Exercise description: In the text about the Oxford blues symposium, which relative of B.B. King is named as one of the people who nurtured him?

Text segment:
###
Speaking at a “Blues Today” symposium in Oxford, Iglauer, whose Chicago-based company recorded Hound Dog Taylor and other greats, called bluesman B.B. King the music’s standard-bearer. “Sooner or later he’s going to be forced to retire. He’s an icon. When he does, that blues is history. … I’m very scared about the future.”

To keep the music alive, Iglauer said, blues musicians must be “nurtured” to be able to connect with contemporary audiences. “If we don’t nurture the young musicians, we are talking about a museum.”

King, who died last month at the age of 89, got his nurturing from folks like his cousin, country blues artist Bukka White, and the music he heard along Beale Street in Memphis back in the 1940s. “I’m a self-taught man,” King told an audience in Oxford during that same blues symposium. “Every time I’d hear something I’d learn a little more about it, and I’d play it. It’s like learning a language.”
###
Source material:
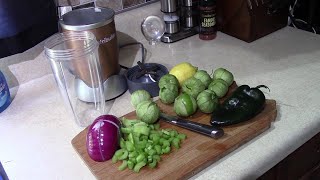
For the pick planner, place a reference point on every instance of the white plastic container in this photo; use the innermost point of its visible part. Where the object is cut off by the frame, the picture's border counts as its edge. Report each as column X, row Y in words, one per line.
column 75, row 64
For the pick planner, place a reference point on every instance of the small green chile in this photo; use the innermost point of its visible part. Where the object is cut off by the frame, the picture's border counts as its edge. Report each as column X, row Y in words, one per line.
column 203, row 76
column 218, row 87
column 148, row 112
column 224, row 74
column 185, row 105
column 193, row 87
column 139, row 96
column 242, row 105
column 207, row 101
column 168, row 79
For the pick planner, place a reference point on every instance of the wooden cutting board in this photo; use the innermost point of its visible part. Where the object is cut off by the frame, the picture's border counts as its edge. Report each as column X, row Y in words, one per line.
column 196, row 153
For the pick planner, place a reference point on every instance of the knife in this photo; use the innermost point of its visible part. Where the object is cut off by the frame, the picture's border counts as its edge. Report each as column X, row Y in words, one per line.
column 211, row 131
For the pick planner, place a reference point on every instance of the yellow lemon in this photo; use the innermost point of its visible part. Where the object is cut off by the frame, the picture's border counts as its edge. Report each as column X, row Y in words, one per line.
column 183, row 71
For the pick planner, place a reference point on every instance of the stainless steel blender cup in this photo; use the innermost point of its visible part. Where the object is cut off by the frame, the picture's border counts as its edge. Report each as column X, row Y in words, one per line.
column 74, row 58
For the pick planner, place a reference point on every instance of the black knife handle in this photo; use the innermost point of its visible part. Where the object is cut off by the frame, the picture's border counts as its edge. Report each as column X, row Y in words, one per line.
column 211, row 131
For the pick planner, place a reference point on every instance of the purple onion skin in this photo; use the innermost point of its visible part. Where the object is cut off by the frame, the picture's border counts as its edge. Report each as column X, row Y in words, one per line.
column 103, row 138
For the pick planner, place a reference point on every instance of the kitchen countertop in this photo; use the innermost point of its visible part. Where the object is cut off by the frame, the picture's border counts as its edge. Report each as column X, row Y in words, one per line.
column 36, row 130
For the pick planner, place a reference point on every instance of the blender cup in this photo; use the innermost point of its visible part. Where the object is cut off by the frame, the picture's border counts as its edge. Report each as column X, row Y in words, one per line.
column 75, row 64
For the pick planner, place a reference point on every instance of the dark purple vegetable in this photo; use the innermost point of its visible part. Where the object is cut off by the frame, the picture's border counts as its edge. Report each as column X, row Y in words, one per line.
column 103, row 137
###
Problem solution: His cousin, country blues artist Bukka White.